**Your objective**. Set down the full listing exactly as given. Any pictures are to be left out.

**Material for this task**.
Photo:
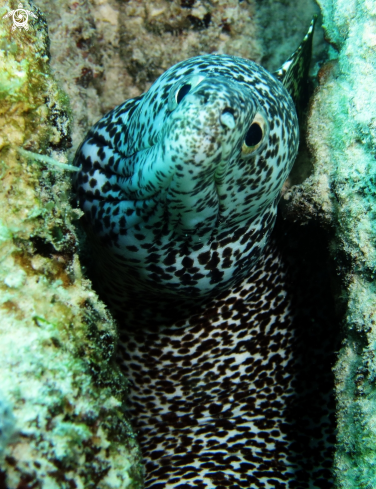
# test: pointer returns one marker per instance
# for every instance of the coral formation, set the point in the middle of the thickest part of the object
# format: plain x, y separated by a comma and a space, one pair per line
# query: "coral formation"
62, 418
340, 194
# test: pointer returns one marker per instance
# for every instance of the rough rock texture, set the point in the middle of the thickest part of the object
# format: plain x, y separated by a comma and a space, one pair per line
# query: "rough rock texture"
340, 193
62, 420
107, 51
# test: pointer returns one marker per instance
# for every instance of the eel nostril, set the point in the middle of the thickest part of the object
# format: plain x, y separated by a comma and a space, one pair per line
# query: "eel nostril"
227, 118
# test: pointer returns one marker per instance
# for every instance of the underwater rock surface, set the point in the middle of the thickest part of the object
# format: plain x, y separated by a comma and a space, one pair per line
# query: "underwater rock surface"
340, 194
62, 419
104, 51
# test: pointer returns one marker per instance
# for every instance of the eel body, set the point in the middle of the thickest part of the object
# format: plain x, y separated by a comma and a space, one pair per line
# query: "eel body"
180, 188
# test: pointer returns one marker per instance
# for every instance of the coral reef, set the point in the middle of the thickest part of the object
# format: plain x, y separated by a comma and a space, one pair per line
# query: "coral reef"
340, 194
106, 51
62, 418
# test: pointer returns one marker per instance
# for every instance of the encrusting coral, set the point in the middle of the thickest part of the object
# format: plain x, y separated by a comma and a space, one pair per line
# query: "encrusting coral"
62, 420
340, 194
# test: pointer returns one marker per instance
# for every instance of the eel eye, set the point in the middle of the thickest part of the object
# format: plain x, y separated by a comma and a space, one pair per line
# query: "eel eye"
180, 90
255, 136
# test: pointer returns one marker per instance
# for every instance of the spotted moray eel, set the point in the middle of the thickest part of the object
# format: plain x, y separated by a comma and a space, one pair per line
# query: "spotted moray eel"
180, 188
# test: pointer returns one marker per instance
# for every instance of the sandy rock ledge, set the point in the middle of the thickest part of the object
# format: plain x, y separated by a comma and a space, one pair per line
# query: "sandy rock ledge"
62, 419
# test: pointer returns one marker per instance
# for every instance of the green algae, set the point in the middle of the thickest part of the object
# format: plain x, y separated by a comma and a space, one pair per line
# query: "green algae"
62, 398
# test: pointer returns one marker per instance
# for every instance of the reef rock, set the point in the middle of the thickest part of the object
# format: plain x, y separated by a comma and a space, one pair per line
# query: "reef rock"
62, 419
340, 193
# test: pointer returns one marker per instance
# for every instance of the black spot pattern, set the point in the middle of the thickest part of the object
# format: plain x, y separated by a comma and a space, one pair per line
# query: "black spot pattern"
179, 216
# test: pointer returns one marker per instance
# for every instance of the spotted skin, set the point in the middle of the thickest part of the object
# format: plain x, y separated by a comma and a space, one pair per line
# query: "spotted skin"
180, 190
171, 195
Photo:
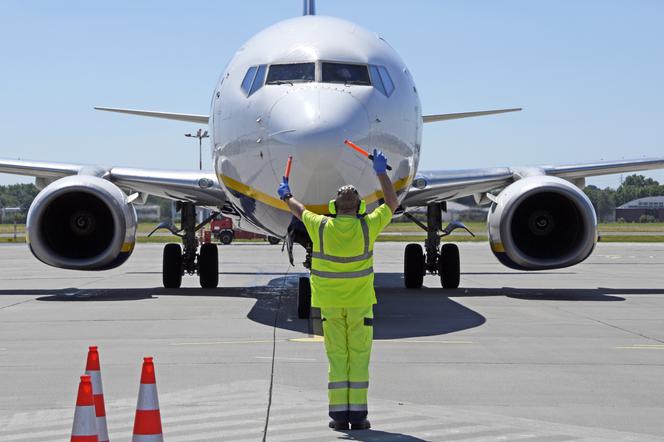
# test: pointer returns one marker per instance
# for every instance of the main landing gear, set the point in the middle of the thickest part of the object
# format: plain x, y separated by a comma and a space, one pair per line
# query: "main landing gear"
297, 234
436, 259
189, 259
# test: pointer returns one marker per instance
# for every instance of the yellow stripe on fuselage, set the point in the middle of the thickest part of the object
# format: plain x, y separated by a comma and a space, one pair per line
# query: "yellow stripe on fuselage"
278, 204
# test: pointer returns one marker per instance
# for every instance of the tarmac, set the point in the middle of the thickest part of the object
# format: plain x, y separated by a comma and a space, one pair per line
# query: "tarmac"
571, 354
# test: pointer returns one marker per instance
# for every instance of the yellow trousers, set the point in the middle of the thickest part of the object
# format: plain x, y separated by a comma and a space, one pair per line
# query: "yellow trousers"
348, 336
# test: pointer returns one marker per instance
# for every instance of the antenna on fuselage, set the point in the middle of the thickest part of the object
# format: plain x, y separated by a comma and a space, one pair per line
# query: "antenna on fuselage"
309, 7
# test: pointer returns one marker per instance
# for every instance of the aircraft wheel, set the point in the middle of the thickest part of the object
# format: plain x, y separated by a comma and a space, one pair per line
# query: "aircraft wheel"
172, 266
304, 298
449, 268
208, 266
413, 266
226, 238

**Task answer**.
Photo:
# test: pointer returns one marker per instance
# for every instance of the coral formation, set the point in the middle of the thickest part of the object
# format: plain x, y separated by a comma and a space, one pair per line
# query: "coral formation"
62, 418
340, 194
# test: pointer returns one marker per instance
# for every instance of the rough rock texture, set the point in the middle of the thickest part of the object
# format: plain x, y separated by a comma and a space, one pair per line
# query: "rough rock texture"
340, 193
62, 420
107, 51
# test: pointer returns one marker per instance
# for every instance of the eel nostril, set the point in the middle of the thickest part of the object
# format: plain x, y separated by a comma and a space, one pair per line
# query: "eel nostril"
227, 118
# test: pointer returns one marker per instance
# for every instance of the underwater rock surface, set the point in the middle of the thickest part of the object
# format: plain x, y separated by a comma and a space, one pair per line
# query: "underwater rock surface"
340, 194
62, 419
104, 51
# test: pointer returns one marker per instance
# for every instance of the eel body, set the point in the middle of the thickest part of the object
# format: plain x, y separated by a comma and a space, one pair per line
# query: "eel body"
180, 188
# test: pointer returns one marker per instance
# for every instance of the coral reef, set the point in the middle of the thickest part of the object
# format: plain x, y separated by a comma and a space, one pair per line
# query: "coral reef"
340, 194
106, 51
62, 418
# test: pointer returns one marker per instance
# for every instance of the encrusting coral, set the point in the middle of the thickest part of the object
# format: plain x, y separated by a comma and a space, one pair per line
# query: "encrusting coral"
62, 420
340, 194
# test: pointer returns one marker per instance
# for every instance of the eel eye, set the point in the middle of the thickest part of the object
# format: plain x, y separated by a comma and a space, one pair per line
# query: "eel eye"
180, 90
255, 136
# test: pointer returns one marker per instance
# for every instance of the spotted moray eel, set the point in the middle of the thickest part of the object
# format: plain x, y separated by a comma and a space, one pair per line
# query: "spotted moray eel"
180, 188
# test: pointer returns one marker per instance
# for every instance of the sandy rock ledge, set the point in the middle of the thickest part of the object
# format: plain x, y separated by a comma and a space, one pair per line
# query: "sandy rock ledge"
62, 419
# test: pointer returns one marker per instance
# for every instance of the green algae, set the point in the middle of the thickest part of the object
# format: plain x, y separated by a comma and a space, one pair per line
# query: "green algae"
62, 398
# test: pointer returns one marker per instance
# for every instance of the reef rock, set the point in the middle of the thickest part of the object
# format: plain x, y separated by a comma and a space, one pair per line
# query: "reef rock"
62, 419
340, 193
# test: pointer returns one marker per instance
# for every instance of the black spot pattern, set the point in the middle of the thickest part of the object
# format: plain x, y separated by a comma and a space, one pair per line
# query: "black spot pattern"
179, 216
# test: pointer returns one marker per instance
# for every instance of the spotted skin, set the point in the middle of the thickest part of the object
# format: plain x, y separated by a comma and a space, one pair per line
# query: "spotted skin"
180, 190
171, 195
Photo:
# test: pointer returns one marker per instance
# for every instance of the main landing gear, set the point in the middle of the thickest part of the object
# format: plain x, y separated by a comma and a space, one pair per line
# query: "main landing gear"
297, 234
436, 259
189, 259
# test: pointer returns one marker per instance
# for every instance of the yellow stripe on fuselage, set the point in the middle of the thickest part of the object
# format: plain x, y separated by a comma and a space, one pair per line
# query: "yellow stripe on fuselage"
278, 204
# test: pointer returns one marker per instance
# for every instance of the tarmac, set the point in the middle of the thickest part of the object
# format: plain x, y separated by a comma and a space, one pair per line
# query: "tarmac"
571, 354
# test: pointer returns one marker per instance
# for every instance of the yellow trousers, set the point in the middle of the thickest part of the object
# format: plain x, y separated by a comma and a space, one pair per line
# query: "yellow trousers"
348, 336
# test: pointer returns one marker per instance
# for every instance of the antenna on fuselage, set the point in the middle of the thickest part of the object
# format: plain x, y separated by a comma and a space, one pair per line
# query: "antenna on fuselage"
309, 7
# test: pointer returns one marker per instance
# for every instance of the aircraft wheel, set the point in the middle of the thickest part of the object
# format: plain x, y separated by a comma and a space, one pair per line
# query: "aircraft wheel"
172, 266
304, 298
449, 268
208, 266
413, 266
226, 238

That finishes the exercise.